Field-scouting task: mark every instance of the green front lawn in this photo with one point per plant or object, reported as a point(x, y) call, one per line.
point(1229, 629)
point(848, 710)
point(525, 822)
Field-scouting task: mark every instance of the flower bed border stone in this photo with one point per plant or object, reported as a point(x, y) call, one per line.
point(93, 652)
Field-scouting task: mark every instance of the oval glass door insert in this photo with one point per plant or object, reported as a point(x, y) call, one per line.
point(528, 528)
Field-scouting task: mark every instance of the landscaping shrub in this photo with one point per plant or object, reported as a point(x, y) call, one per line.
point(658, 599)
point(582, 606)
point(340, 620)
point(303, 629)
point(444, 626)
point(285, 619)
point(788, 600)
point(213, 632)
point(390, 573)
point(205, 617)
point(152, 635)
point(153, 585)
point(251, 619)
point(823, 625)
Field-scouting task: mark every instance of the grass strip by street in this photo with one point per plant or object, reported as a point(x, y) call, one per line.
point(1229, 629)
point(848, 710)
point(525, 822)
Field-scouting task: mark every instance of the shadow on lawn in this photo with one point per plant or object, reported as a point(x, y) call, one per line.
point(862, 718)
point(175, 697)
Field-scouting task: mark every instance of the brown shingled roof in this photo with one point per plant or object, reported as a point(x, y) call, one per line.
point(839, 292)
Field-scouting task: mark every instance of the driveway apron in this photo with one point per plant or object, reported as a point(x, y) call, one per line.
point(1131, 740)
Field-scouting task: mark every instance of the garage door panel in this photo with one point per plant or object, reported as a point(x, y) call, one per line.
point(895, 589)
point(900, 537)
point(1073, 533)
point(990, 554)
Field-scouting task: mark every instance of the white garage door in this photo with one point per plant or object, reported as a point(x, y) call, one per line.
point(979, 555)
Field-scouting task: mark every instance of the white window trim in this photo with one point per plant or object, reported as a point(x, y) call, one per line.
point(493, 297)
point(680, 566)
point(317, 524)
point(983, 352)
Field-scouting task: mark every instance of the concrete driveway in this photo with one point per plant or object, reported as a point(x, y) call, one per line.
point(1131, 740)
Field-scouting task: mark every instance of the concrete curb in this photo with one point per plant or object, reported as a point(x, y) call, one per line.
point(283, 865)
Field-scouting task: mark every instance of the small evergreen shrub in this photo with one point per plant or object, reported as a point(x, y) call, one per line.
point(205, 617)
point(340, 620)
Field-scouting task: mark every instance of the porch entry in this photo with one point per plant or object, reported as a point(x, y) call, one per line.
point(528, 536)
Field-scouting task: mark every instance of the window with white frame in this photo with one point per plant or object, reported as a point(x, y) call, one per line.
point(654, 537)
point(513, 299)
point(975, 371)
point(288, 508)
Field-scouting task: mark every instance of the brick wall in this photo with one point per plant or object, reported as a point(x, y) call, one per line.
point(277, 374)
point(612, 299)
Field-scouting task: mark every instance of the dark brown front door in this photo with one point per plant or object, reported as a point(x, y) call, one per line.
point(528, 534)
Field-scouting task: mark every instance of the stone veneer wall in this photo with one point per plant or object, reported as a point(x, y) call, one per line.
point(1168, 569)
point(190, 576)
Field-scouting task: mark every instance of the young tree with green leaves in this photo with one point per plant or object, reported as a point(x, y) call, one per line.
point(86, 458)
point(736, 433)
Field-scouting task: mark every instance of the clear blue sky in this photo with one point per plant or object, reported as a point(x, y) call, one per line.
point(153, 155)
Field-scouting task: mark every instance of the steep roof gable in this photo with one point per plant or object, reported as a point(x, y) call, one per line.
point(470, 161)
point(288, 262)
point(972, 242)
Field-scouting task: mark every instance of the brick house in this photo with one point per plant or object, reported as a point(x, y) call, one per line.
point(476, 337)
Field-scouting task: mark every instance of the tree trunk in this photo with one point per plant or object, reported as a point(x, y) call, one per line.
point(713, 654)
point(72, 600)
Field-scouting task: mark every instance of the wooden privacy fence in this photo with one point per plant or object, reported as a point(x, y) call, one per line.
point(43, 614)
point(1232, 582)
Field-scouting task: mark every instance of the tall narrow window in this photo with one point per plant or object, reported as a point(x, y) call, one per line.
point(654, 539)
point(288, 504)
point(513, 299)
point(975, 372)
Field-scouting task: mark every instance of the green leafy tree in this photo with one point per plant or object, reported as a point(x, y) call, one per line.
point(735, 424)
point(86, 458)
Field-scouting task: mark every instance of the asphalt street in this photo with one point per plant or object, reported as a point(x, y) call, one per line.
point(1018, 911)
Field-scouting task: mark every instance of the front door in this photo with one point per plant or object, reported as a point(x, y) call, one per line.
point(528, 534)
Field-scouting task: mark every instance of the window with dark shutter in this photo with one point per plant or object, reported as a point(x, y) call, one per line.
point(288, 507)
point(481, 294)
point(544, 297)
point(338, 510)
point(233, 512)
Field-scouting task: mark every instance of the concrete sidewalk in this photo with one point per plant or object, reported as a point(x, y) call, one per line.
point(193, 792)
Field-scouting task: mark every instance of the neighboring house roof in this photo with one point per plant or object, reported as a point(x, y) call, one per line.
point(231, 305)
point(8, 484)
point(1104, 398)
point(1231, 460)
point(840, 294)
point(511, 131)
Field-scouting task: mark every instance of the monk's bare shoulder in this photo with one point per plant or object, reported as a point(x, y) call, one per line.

• **AIM OF THE TASK**: Output all of the entries without altering a single word.

• **COMPLETED TASK**:
Field-scouting task: mark every instance of the green front lawn in this photo with one point per plant or object, reported as a point(x, y) call, one per line.
point(1229, 629)
point(848, 710)
point(525, 822)
Field-scouting task: mark every instance of the flower bed border stone in this photo with one point per plant or object, reported as a point(x, y) call, one per line.
point(93, 652)
Field-scouting task: mark every instance of the oval glass door insert in this photo with one point per plant or object, reported as a point(x, y) call, one per line.
point(528, 528)
Field-scouting task: mark every instance of the landscaping shrub in this photo with one point per plant or object, reported as a point(x, y) call, one per line.
point(658, 599)
point(582, 606)
point(340, 620)
point(303, 629)
point(444, 626)
point(285, 619)
point(788, 600)
point(213, 632)
point(390, 573)
point(205, 617)
point(152, 635)
point(153, 585)
point(251, 619)
point(823, 625)
Field-scouting task: mark every instance of the grass strip by street in this photo with one point per plant or object, reported as a point(x, y) call, one per line.
point(1229, 629)
point(848, 710)
point(525, 822)
Field-scouting task: mark every instance of the shadow on lawn in this photo with one point per plant or object, reported as a point(x, y) call, one per line.
point(862, 718)
point(175, 697)
Field-scouting task: mark every instance of the brown shingled roof in this photo with one point per plant or object, reported as a point(x, y) call, one per line.
point(839, 292)
Field-scouting task: mark every instance of the driveway apron in this photo with one point per plant or object, reported as a point(x, y) call, one per line.
point(1131, 740)
Field-scouting task: mark every instance of the garage door panel in this photo with one point per plant or object, reported as a point(x, y) call, one per line.
point(895, 589)
point(900, 537)
point(1073, 533)
point(990, 554)
Field-scouting task: mark every instance of the white garage door in this photo with one point per plant or object, reported as a point(x, y) call, one per line.
point(979, 555)
Field-scouting task: mark every instance of the white window trim in this photo with one point per plant or object, reported as a point(x, y) call, one per line.
point(493, 297)
point(680, 566)
point(317, 524)
point(983, 352)
Field-scouting task: mark every instance of the concrete driveway in this photo with one point per plant or object, reported as a point(x, y) call, one per line.
point(1131, 740)
Field-scouting task: mark every instance of the concrete curb in this photo with one point per plant or object, reported as a point(x, y) call, one per line.
point(283, 865)
Field-scouting task: mark every instance of the small evergreen shrub in this photo with one point per plant or object, reported as a point(x, y) call, one per line.
point(205, 617)
point(340, 620)
Field-scouting task: mark every instance of the porch entry in this photo with one point per plant or object, reported as a point(x, y) call, one per line.
point(528, 536)
Field-scouting task: mark every instance of the window with white frame in this photo with one point per plant or object, reported as a point(x, y) call, one per line.
point(654, 537)
point(513, 299)
point(975, 371)
point(288, 508)
Field-scouting task: mark every instance of the brick wall in this photo with one point per plant or object, reported as a point(x, y) call, one per line.
point(277, 374)
point(612, 299)
Field-scouting task: mark every instance of the dark brown front door in this photo with one point per plant or object, reported as a point(x, y) call, one per line.
point(528, 534)
Field-scouting task: mark every instance of the stone veneer wall in this photo with one point per plant or object, reported as a point(x, y) call, one per line.
point(1168, 569)
point(190, 576)
Field-scouting task: mark every instance of the young tree with green leaves in this photo with one point per plant or object, reported as a point(x, y) call, one per line.
point(86, 458)
point(736, 433)
Field-scouting task: mark every instance of the clear blue sky in this photo with one point per plant or object, reported as a point(x, y) call, one per line.
point(153, 155)
Field-scouting task: mark every instance of the steep roof gable in this photo with one point per plant or object, reported as a point(x, y) call, one per line.
point(470, 161)
point(288, 262)
point(972, 242)
Field-scouting task: mark every instance of the brick house in this photo with one point per plant or object, reported as a point(x, y) call, one per line.
point(476, 337)
Field-scouting task: mark every instance of the tree trunk in this photo with one point per plant or object, reported as a point(x, y) call, one per line.
point(713, 654)
point(72, 600)
Field-scouting task: mark every instance of the wooden privacy fence in this photo with one point per plant or object, reported as a point(x, y) call, one per line.
point(43, 614)
point(1232, 582)
Field-scouting task: mark every instance of the tall narrow window in this photo with one point per plant or object, reported as a point(x, y) call, one per line.
point(654, 539)
point(288, 504)
point(513, 299)
point(975, 372)
Field-scouting task: mark every instance of the green leafy tree in this photo with one point per plant or object, reported as a point(x, y) call, one per line.
point(735, 424)
point(86, 458)
Field-scouting task: mark every instance of the asphalt street in this photo with one point per plant or object, reported as a point(x, y) call, one per line.
point(1018, 911)
Field-scouting task: mark every instance of the front door in this photo with one point per plant or object, reported as a point(x, y) call, one per line.
point(528, 534)
Field-scouting task: mark every instance of the window with dark shutter in this photo with one point per plant or object, reported as a point(x, y) call, one per line.
point(288, 507)
point(481, 294)
point(544, 297)
point(338, 510)
point(233, 512)
Field-scouting task: mark every instance of the concrete sidewalk in this photo with one point per plant or object, reported as a point(x, y) call, one per line.
point(193, 792)
Field-scouting task: mark every instance of the neighboring house roof in this photo with one point per plant or object, reported as a point(x, y) call, one per line.
point(231, 305)
point(8, 484)
point(1104, 398)
point(1231, 460)
point(840, 294)
point(511, 131)
Field-scouting task: mark every instance of the monk's bare shoulder in this photo with one point per plant or object, reported as a point(x, y) call, one per line.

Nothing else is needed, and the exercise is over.